Text passage =

= C character classification =

Operations in the C standard library that classify characters

C character classification is a group of operations in the C standard library that test a character for membership in a particular class of characters, such as alphabetic characters or control characters. Both single-byte and wide characters are supported.

== History ==
Early C programmers working on the Unix operating system developed programming idioms for classifying characters. For example, the following code evaluates as true for an ASCII letter character c:

('A' <= c && c <= 'Z') || ('a' <= c && c <= 'z')

Eventually, the interface to common character classification functionality was codified in the C standard library file ctype.h.

== Implementation ==
For performance, the standard character classification functions are usually implemented as macros instead of functions. But, due to limitations of macro evaluation, they are generally not implemented today as they were in early versions of Linux like:

1. define isdigit(c) ((c) >= '0' && (c) <= '9')

This can lead to an error when the macro parameter x is expanded to an expression with a side effect; for example: isdigit(x++). If the implementation was a function, then x would be incremented only once. But for this macro definition it is incremented twice.

Written task = Copy out the part of the article on C character classification starting at "('A' <= c && c <= 'Z') || ('a'" and ending at "library file ctype.h.", changing "codified" to "standardized".

Data lines =

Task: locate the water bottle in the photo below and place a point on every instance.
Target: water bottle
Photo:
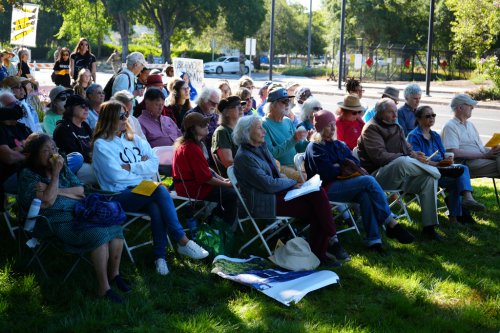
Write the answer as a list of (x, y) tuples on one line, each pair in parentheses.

Response =
('A' <= c && c <= 'Z') || ('a' <= c && c <= 'z')

Eventually, the interface to common character classification functionality was standardized in the C standard library file ctype.h.